[Natural-language object grounding data]

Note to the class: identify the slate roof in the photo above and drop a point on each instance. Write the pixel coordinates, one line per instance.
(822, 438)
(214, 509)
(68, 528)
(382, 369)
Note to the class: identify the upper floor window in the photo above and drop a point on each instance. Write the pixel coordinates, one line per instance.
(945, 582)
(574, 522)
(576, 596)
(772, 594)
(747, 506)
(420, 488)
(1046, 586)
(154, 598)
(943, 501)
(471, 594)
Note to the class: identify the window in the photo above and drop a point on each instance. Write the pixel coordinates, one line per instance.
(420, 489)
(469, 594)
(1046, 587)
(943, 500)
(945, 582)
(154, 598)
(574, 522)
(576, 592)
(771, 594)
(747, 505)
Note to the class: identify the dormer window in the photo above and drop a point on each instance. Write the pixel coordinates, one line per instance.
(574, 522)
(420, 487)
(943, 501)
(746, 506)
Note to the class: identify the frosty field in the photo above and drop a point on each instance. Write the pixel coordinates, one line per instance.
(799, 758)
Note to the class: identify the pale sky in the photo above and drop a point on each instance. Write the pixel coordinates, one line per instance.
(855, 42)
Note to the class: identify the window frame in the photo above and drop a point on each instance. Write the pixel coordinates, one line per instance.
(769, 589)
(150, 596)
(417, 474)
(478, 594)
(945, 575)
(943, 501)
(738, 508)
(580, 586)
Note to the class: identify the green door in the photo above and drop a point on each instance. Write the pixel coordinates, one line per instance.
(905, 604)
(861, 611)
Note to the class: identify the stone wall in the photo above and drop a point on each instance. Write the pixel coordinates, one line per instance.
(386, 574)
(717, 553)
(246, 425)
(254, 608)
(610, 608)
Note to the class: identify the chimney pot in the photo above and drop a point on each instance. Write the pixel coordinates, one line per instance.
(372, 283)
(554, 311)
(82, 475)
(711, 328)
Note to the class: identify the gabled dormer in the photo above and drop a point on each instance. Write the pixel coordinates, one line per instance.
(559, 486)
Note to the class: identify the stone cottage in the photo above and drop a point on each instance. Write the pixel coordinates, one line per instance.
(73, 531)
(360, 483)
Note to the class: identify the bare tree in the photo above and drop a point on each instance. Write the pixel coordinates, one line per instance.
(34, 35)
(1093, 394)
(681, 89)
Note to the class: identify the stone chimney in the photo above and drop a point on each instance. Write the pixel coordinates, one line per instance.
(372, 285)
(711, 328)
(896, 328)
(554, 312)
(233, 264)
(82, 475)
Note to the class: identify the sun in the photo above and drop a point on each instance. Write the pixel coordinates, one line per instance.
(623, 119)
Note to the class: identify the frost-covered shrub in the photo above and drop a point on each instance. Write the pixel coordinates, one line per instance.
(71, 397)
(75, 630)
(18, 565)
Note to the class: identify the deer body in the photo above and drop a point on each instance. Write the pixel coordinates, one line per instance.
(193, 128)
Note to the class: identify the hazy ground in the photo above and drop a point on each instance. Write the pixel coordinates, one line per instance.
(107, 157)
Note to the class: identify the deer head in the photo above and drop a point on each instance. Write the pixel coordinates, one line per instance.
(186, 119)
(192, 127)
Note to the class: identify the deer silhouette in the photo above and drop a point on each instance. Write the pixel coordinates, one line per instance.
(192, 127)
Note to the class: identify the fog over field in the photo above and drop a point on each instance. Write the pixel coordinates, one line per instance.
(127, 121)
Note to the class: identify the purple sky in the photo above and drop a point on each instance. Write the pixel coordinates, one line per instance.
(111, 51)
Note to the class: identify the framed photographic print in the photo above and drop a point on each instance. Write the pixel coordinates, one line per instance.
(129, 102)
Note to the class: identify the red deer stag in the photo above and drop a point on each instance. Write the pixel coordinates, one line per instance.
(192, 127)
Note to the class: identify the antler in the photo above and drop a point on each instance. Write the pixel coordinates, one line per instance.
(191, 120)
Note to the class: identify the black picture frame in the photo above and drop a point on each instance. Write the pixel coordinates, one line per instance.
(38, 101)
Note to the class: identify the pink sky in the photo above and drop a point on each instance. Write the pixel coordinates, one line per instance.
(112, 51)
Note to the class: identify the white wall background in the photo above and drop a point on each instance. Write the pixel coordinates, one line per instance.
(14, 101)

_PROBLEM DESCRIPTION_. Transcribe each entry verbatim, leaving none out.

_OUTPUT OF THE TASK_.
Note to the class: identify the slate roof in the photo above and drop a point on each instance. Write the pixel coordinates, one line per instance.
(822, 438)
(214, 509)
(68, 528)
(382, 369)
Note to the class: identify the upper floor window in the photo above and drop a point on each instance. Write the pixel coordinates, one line per instance.
(945, 582)
(574, 522)
(576, 596)
(772, 594)
(747, 506)
(420, 488)
(1046, 586)
(154, 598)
(943, 501)
(471, 594)
Note to the class: identify the window in the photo above and drop a point on each instance. Write the pixel coordinates, one line per instance.
(420, 489)
(469, 594)
(1046, 587)
(943, 500)
(945, 582)
(154, 598)
(574, 522)
(576, 592)
(771, 594)
(747, 505)
Note to the class: identify the dormer window in the photo above and drop a point on each instance. Write the pixel coordinates, one line per instance.
(574, 522)
(420, 487)
(943, 501)
(746, 506)
Note to the class: identify the frosty field in the photo above and drop a point on each instance. Write the pixel coordinates, one line per instance.
(799, 758)
Note to the class: identify the pale sky in the photo above and drop a point on each instance. Write the pixel coordinates, one line per instance.
(855, 42)
Note to the class: identify the window frame in the photo above and drop a point on each instance. Write the pixel coordinates, one line per instance.
(769, 589)
(150, 596)
(417, 474)
(478, 594)
(945, 575)
(943, 501)
(738, 508)
(580, 586)
Note to the class: identify the green door in the photo above and drop a point on each instance. Write the pixel coordinates, one line per instance.
(905, 604)
(861, 611)
Note to the class: identify the stone wall in the photo above and drop a point on each instance. Write the pixel coordinates, one line per instance.
(386, 574)
(717, 553)
(246, 425)
(254, 608)
(610, 608)
Note to the class: identify the chimney pot in the photo above and drop a point on each instance. Write the pixel coordinates, one line per instance.
(372, 283)
(554, 311)
(82, 475)
(711, 328)
Note to the class: identify the gabled dormer in the photo above and drop a point on each instance. Write the pixel coordinates, one line per instance.
(559, 486)
Note to the class: identify the stone cottage in the photo above and drop a point on each instance. Write the pixel coordinates, one line per instance.
(73, 531)
(360, 483)
Note to the class: identify the bare tree in the photo above and drop a point on each instance. Write the pixel coordinates, one line per instance.
(34, 35)
(1093, 394)
(681, 89)
Note to the class: identify the stone chimney in the photo above and drop a point on each instance. Write the pixel coordinates, one line per instance.
(372, 285)
(711, 328)
(896, 328)
(554, 312)
(233, 264)
(82, 475)
Note to the class: identify the sun in the photo above and drop a point on each instance. Write the pixel coordinates, one line per instance.
(623, 119)
Note to the class: identify the frost-covered shrub in the photo above and drop a point on each instance. Write the pixel coordinates, one line per instance.
(71, 397)
(75, 630)
(18, 565)
Note to the class: identify the deer body in the photo above and drop a point on each instance. Write the pixel coordinates, one line per instance.
(193, 128)
Note to the class: identify the hazy ground in the photo above and drop a point on each instance. Write the pixel coordinates, one line per instance.
(107, 157)
Note to the class: identify the deer head in the photo above and drop a point on each instance. Write the pixel coordinates, one line per instance.
(186, 119)
(192, 127)
Note to the class: identify the deer silhouette in the photo above and drop a point on each instance. Write the pixel coordinates, one line per instance.
(192, 127)
Note to the class: identify the fog over field in the photo above and drop a point on each instance. Write the pixel coordinates, one line per instance.
(127, 121)
Note to the class: identify the purple sky in the photo above and drop a point on each instance. Write the pixel coordinates, one line per instance.
(111, 51)
Note to the class: identify the framed photographic print in the photo above and drop a point on each instance. Write the pixel coordinates, one line per instance.
(129, 102)
Note to the class: identify the red deer stag in the photo above and drop a point on each instance. Write the pixel coordinates, one line per instance.
(192, 127)
Note to the class: identify the antler in the photo above and drop a point on each instance. Write the pixel coordinates, one line per instance.
(191, 120)
Note to the class: identify the black picture frame in the photo above and drop a point on each instance. Write the pixel coordinates, one line per instance.
(38, 101)
Note to the class: identify the pink sky in the photo above and drop a point on each instance. Write the pixel coordinates, one line per instance.
(112, 51)
Note to the class: identify the white wall background in the photo above and drop a point on each instance. Write the pixel coordinates, one line per instance.
(14, 101)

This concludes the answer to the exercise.